### WORK INSTRUCTIONS
Transcribe the listing below word for word.

### EXTRACTED INFORMATION
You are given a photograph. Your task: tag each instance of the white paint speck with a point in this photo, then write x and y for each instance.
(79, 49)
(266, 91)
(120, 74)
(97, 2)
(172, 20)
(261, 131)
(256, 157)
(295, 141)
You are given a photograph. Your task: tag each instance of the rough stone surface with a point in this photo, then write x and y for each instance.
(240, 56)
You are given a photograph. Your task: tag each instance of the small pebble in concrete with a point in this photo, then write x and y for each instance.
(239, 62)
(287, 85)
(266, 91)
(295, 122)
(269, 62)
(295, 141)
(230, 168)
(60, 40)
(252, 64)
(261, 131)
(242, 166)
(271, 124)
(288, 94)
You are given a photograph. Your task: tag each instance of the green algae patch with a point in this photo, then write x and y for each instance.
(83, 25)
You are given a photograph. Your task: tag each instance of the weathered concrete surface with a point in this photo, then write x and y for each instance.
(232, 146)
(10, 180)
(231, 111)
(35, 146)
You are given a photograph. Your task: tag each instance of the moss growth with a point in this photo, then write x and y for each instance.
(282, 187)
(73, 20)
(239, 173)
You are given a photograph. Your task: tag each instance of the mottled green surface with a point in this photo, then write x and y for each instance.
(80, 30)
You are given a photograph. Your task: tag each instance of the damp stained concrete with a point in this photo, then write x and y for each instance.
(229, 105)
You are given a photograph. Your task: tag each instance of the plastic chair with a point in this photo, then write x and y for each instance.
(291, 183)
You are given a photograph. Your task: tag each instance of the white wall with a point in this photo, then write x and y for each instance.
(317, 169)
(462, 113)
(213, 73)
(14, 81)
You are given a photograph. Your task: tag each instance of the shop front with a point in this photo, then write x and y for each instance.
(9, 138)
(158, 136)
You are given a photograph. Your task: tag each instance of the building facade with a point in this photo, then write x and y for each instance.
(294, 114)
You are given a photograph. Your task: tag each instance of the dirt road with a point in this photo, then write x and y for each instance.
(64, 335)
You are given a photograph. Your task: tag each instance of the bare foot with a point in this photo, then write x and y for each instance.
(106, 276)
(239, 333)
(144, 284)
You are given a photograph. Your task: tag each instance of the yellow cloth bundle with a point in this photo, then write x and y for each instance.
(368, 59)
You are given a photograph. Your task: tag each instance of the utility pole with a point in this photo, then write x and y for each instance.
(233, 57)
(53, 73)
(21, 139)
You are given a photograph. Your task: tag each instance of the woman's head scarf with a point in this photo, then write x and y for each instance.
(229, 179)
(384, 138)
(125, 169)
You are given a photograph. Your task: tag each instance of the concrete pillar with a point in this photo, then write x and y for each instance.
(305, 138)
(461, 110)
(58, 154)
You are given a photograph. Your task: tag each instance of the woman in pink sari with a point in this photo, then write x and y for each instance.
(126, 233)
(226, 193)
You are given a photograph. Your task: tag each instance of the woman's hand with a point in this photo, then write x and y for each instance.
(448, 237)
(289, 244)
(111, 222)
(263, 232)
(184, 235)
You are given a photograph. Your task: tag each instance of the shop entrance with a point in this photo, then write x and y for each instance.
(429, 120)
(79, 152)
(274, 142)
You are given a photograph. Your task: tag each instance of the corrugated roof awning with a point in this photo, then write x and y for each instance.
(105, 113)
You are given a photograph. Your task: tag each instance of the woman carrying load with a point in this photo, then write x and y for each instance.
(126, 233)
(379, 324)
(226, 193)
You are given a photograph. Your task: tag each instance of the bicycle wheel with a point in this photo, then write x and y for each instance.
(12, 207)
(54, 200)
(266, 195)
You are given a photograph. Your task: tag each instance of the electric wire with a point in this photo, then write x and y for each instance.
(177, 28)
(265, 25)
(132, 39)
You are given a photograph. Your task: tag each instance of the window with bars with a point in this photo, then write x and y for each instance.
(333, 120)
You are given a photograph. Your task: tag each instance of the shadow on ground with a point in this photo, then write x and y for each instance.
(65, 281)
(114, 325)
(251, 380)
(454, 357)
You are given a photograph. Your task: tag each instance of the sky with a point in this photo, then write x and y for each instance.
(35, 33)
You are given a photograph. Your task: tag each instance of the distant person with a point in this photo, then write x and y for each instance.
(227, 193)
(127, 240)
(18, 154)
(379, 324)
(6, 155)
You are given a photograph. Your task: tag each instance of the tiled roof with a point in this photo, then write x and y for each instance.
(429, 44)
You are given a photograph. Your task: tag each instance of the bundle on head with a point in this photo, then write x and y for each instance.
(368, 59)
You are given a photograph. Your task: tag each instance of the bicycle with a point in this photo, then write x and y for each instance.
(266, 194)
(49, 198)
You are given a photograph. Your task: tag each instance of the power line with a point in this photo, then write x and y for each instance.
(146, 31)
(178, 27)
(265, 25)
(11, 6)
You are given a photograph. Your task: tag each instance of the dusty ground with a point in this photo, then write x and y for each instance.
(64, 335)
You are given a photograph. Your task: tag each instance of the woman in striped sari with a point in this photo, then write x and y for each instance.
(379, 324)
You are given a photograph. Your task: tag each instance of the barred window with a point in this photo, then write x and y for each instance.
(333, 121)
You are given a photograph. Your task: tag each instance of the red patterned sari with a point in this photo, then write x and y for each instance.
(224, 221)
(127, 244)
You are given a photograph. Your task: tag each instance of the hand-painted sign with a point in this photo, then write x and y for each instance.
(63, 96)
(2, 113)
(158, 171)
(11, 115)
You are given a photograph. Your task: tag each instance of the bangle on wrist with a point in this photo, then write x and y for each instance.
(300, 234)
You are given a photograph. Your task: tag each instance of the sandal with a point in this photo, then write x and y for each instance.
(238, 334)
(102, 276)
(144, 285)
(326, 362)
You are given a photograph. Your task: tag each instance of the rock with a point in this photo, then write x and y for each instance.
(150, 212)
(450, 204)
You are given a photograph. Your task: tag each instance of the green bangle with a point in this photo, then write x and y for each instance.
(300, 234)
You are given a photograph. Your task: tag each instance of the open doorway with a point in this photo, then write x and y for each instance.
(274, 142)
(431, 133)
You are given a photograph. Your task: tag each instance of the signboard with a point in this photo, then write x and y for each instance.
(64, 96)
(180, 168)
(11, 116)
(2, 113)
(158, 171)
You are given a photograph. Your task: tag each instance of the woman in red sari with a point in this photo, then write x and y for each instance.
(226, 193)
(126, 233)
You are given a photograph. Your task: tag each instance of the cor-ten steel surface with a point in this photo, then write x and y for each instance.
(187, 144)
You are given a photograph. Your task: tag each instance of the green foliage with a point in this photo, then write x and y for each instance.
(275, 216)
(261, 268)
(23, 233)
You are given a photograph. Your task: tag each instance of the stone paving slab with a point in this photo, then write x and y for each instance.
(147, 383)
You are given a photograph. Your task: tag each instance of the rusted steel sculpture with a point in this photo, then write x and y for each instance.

### SOLVED PROBLEM
You are given a photograph. Your task: tag each instance of the white paint speck with a point in this photo, then write x and y for each instance.
(79, 49)
(266, 91)
(120, 74)
(97, 2)
(172, 20)
(261, 131)
(256, 157)
(295, 141)
You are given a photograph. Your task: tag each instance of the rough stone surface with a point in this photo, then write x and y for each instance.
(240, 56)
You are given a photograph. Your task: tag each instance of the small pebble in concrete with a point in this photo, then write x and y for each instance.
(239, 62)
(287, 85)
(266, 91)
(295, 122)
(269, 62)
(295, 141)
(230, 168)
(60, 40)
(252, 64)
(261, 131)
(242, 166)
(271, 124)
(288, 94)
You are given a photograph. Your task: tag each instance of the green algae patch with a point in this photo, then write x and y for each instance.
(83, 25)
You are given a photograph. Your task: tag each instance of the weathered concrete surface with a point in this photo, then write x and y for each instance.
(232, 146)
(10, 180)
(231, 111)
(35, 146)
You are given a photograph. Your task: tag each instance of the moss growth with a point in this photo, then write x and y for each instance.
(282, 187)
(73, 20)
(239, 173)
You are given a photograph. Your task: tag each instance of the mottled green surface with a point in this photo, then write x and y for each instance.
(80, 30)
You are given a photograph. Your task: tag each instance of the damp stained concrete with a point in this photo, then write x and y for each instance.
(229, 105)
You are given a photograph. Your task: tag each instance of the plastic chair with a point in this photo, then write x and y for each instance.
(291, 183)
You are given a photograph. Your task: tag each instance of the white wall with a point in this photo, then write x and y for each instance.
(317, 169)
(462, 113)
(213, 73)
(14, 81)
You are given a photograph. Your task: tag each instance of the shop front with a point in this photo, then write x and y for each instance.
(9, 138)
(158, 136)
You are given a photograph. Your task: tag each instance of the building facade with a point in this photo, then write x and y for each instance.
(294, 114)
You are given a photograph. Your task: tag each instance of the dirt road with a point in this photo, then write x and y for each instance.
(64, 335)
You are given a photograph. Your task: tag each instance of the bare foot with a point in this photo, then write x and y for each instance.
(106, 276)
(239, 333)
(144, 284)
You are given a photograph. Your task: tag each instance of the yellow cloth bundle with a point in this photo, then write x and y for each instance.
(368, 59)
You are given a photograph. Your task: tag each instance of the utility pole with a point in this photo, then write x and y for each instance.
(233, 57)
(53, 73)
(21, 139)
You are given a photograph. Your task: tag each instance of the woman's head scarf with a point in this photo, then write x and y for each instance.
(229, 179)
(384, 138)
(125, 169)
You are given a photograph. Your task: tag each instance of the concrete pillar with a point in this photo, then write x and y for each instance.
(305, 138)
(461, 110)
(58, 154)
You are given a photograph. Your task: tag each instance of the woman in pink sari with a point in this photo, then write x and y for each instance.
(126, 233)
(226, 193)
You are given a photograph. Your task: tag each instance of the woman's hand with a point in this photo, then write x and y for each instance.
(448, 237)
(289, 244)
(111, 222)
(263, 232)
(184, 235)
You are given a photograph. Your task: tag each instance of the shop entrance with a point in this photo, then write x and y for each instance.
(429, 120)
(79, 152)
(274, 142)
You are given a photograph. Your task: tag each instance of the corrugated roof awning with a point in this photo, then write x and y for each instance.
(105, 113)
You are given a photograph. Your task: tag each instance of the woman carrying load with a point in this photo, then write x and y for each instance.
(126, 233)
(379, 324)
(226, 193)
You are given a photograph. Your task: tag each instance of the bicycle wheel with a point in this photo, then write x and y for each instance.
(12, 207)
(54, 200)
(266, 195)
You are given a photograph. Your task: tag each instance of the electric wire with a point in this photo, then write x and y for each instance.
(177, 28)
(265, 25)
(132, 39)
You are given a photograph. Your task: tag each instance of the window with bars with a point in this photo, then write x and y for each instance.
(333, 120)
You are given a photograph. Your task: tag each instance of the shadow on ground with a point in this photo, then write x and y for each instance.
(65, 281)
(114, 325)
(251, 380)
(454, 357)
You are given a photograph. Your task: tag each instance of the sky with a point in this photo, then write x and y for each instance.
(35, 33)
You are given a photograph. Your task: tag each instance of the distant person with a point in this photo, then write x and y for each instance.
(227, 193)
(127, 240)
(18, 154)
(379, 324)
(6, 155)
You are given a photograph. Your task: tag each instance of the tiled roof with a point in this photo, then write x and y for each instance.
(429, 44)
You are given a photograph. Your task: tag each instance of the bundle on head with a point in this photo, then write x and y for each instance.
(368, 59)
You are given a photograph. Your task: tag each instance of the bicycle with a point in this photo, then write x and y for each instance.
(266, 194)
(49, 198)
You are given a photograph. Your task: tag each instance of the power line with a point in this photo, then write x and y for each instance.
(146, 31)
(178, 27)
(265, 25)
(11, 6)
You are given a photograph. Your task: tag each instance of the dusty ground with a point in this photo, then write x and y for each instance.
(64, 335)
You are given a photograph. Your task: tag each instance of the woman in striped sari with a point in this photo, then write x and y for each instance.
(379, 324)
You are given a photograph. Your task: tag each instance of the barred window with a point in this photo, then write x and y for each instance.
(333, 121)
You are given a photograph. Your task: tag each instance of the red patterned sari with a point in this photo, then write x and y for each instance.
(224, 221)
(127, 244)
You are given a photograph. Your task: tag each instance of the hand-painted sign with a point in this photo, then write x and y for each instance.
(63, 96)
(2, 113)
(158, 171)
(11, 115)
You are given a photograph. Your task: tag each instance of the bangle on wrist with a point in this photo, then write x and y for each instance.
(300, 234)
You are given a photograph. Your task: tag each instance of the sandal with a point in this photo, then write x and y for each instance.
(238, 334)
(102, 276)
(144, 285)
(326, 362)
You are given a photograph. Your task: tag each instance of the rock with a point in this photo, then write x and y for each instance.
(150, 212)
(450, 204)
You are given a photograph. Your task: tag each instance of the green bangle with a point in this photo, then write x and y for each instance.
(300, 234)
You are given a photograph. Your task: tag each instance of the open doorway with a point in this photo, then write x and y for each instance.
(274, 142)
(431, 133)
You are given a photograph. Your task: tag each instance of the signboard with a point in this photo, then write x and y for each instance.
(64, 96)
(180, 168)
(11, 116)
(2, 113)
(158, 171)
You are given a photograph. Your task: tag each instance of the woman in red sari with a point in this photo, then write x and y for each instance.
(226, 193)
(126, 233)
You are given a photograph. Your task: tag each instance of the cor-ten steel surface with a point in this photo, then write x and y for each instance.
(187, 144)
You are given a photograph. Your task: tag each instance of the green foliage with a point in this photo, then write x and y for each instance.
(275, 216)
(261, 268)
(23, 233)
You are given a photograph. Your task: tag each instance of the stone paving slab with a point in this photo, then write x and y for each instance.
(147, 383)
You are given a photograph. Your task: tag each instance of the rusted steel sculpture with a point in this photo, then write x and y for each instance.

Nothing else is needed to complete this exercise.